▸ Planteamiento del problema
¿Puedes copiar literalmente la parte del texto sobre el último encuentro con el Papa que comienza con "Peter Seewald 19" y continúa hasta "persona, cuerpo y alma, ya no se podía ignorar."?

▸ Fragmento del texto
_ _ _ _ _

Su audición
se había resentido; por el ojo izquierdo ya no veía bien; el cuerpo encorvado.
No parecía enfermo, pero el cansancio se había apoderado de toda su persona,
cuerpo y alma, ya no se podía ignorar.
Peter Seewald 19 febrero
2013
Nuestro último
encuentro se remonta a hace unas diez semanas. El Papa me recibió en el Palacio
Apostólico para continuar con nuestros coloquios orientados a trabajar sobre su
biografía. Su audición se había resentido; por el ojo izquierdo ya no veía
bien; el cuerpo encorvado. Se le veía muy delicado, aún más amable y humilde, y
totalmente reservado. No parecía enfermo, pero el cansancio se había apoderado
de toda su persona, cuerpo y alma, ya no se podía ignorar.
Hablamos de
cuando desertó del ejército de Hitler, de su relación con sus padres, de los
discos con los que aprendía idiomas, de los años fundamentales en el «Mons
doctus», en Frisinga, donde desde hace mil años las elites espirituales del
país son introducidas en los misterios de la fe. Aquí dio sus
primeras predicaciones ante una público escolar, como párroco acompañó a los
estudiantes y en el frío confesionario del Duomo escuchó las penas de la
gente. En agosto, durante un coloquio de hora y media en Castel Gandolfo,
le pregunté cómo le había afectado el caso Vatileaks. "No me dejo llevar
por una suerte de desesperación o dolor universal -me respondió-, simplemente
me parece incomprensible. Incluso considerando a la persona (Paolo Gabriele,
ndr ), no entiende qué podemos esperar. No consigo penetrar en su
psicología". Sin embargo, sostenía que ese caso no le había hecho perder
el norte ni le había hecho sentir la fatiga que supone su papel, "porque
siempre puede suceder". Lo importante para él era que en el desarrollo del
caso "se garantice en el Vaticano la independencia de la justicia, que el
monarca no diga: ¡ahora yo me hago cargo!".

_ _ _ _ _

▸ Datos proporcionados
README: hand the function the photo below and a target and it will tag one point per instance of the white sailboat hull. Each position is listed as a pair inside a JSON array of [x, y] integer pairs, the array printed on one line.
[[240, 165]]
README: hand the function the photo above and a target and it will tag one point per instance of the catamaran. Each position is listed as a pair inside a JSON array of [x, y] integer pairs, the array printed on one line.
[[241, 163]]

_ _ _ _ _

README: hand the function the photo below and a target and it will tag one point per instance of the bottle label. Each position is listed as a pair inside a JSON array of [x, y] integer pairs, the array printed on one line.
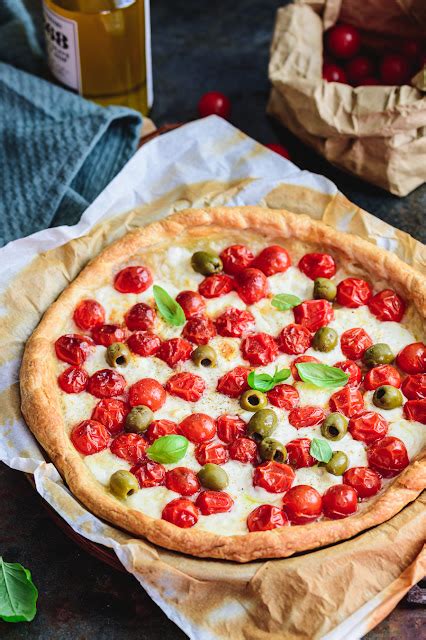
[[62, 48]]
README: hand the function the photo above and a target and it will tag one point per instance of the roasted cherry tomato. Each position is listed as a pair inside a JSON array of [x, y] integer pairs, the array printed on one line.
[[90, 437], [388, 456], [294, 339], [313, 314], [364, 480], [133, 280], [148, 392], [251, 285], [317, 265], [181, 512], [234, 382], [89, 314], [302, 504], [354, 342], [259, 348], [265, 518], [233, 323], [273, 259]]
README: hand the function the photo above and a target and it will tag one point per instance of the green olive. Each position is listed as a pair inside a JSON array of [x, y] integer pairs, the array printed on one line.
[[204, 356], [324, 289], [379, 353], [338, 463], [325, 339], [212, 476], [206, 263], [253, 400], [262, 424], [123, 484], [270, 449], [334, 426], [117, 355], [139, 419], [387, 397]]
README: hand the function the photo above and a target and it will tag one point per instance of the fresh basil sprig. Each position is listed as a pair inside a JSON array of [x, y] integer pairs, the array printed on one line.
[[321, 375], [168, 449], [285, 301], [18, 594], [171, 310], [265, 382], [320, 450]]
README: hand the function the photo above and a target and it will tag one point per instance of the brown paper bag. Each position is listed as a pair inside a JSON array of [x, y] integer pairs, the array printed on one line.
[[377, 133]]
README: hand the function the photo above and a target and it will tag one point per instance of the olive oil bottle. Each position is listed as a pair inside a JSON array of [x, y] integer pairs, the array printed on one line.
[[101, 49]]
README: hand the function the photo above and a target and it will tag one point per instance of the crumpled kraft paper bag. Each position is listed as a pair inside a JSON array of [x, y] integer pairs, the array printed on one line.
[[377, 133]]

_ _ _ _ _

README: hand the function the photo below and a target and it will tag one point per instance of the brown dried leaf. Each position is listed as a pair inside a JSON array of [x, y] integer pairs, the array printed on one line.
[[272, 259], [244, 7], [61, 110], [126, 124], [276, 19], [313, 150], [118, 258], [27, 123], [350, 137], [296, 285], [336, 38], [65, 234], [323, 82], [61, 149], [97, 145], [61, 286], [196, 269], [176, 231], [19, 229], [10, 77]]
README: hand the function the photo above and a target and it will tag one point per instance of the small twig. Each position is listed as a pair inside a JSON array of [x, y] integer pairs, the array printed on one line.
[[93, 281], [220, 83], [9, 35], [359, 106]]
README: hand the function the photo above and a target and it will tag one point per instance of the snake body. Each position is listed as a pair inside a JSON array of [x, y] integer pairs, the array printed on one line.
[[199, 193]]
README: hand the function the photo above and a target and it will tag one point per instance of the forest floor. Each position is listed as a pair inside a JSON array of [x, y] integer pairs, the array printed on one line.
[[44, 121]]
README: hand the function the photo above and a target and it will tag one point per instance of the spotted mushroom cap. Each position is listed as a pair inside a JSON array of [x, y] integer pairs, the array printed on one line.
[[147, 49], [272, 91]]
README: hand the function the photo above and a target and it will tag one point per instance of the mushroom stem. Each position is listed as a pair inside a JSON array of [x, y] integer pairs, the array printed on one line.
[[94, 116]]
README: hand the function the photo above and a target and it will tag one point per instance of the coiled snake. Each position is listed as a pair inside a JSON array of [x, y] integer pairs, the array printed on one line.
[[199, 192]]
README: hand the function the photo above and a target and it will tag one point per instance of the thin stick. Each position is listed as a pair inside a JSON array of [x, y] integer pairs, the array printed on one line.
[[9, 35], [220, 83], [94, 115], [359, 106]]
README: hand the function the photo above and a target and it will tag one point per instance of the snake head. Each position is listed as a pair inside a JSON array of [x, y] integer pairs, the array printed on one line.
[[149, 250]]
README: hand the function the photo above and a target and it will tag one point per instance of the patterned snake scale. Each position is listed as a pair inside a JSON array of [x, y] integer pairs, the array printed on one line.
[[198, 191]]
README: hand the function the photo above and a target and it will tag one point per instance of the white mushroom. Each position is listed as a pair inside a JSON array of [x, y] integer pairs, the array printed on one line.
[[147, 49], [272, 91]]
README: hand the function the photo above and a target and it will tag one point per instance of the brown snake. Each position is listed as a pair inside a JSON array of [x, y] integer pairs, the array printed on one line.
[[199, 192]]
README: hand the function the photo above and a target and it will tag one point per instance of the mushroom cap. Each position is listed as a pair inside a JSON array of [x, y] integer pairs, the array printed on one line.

_ _ _ _ _

▸ Respuesta escrita
Peter Seewald 19 febrero
2013
Nuestro último
encuentro se remonta a hace unas diez semanas. El Papa me recibió en el Palacio
Apostólico para continuar con nuestros coloquios orientados a trabajar sobre su
biografía. Su audición se había resentido; por el ojo izquierdo ya no veía
bien; el cuerpo encorvado. Se le veía muy delicado, aún más amable y humilde, y
totalmente reservado. No parecía enfermo, pero el cansancio se había apoderado
de toda su persona, cuerpo y alma, ya no se podía ignorar.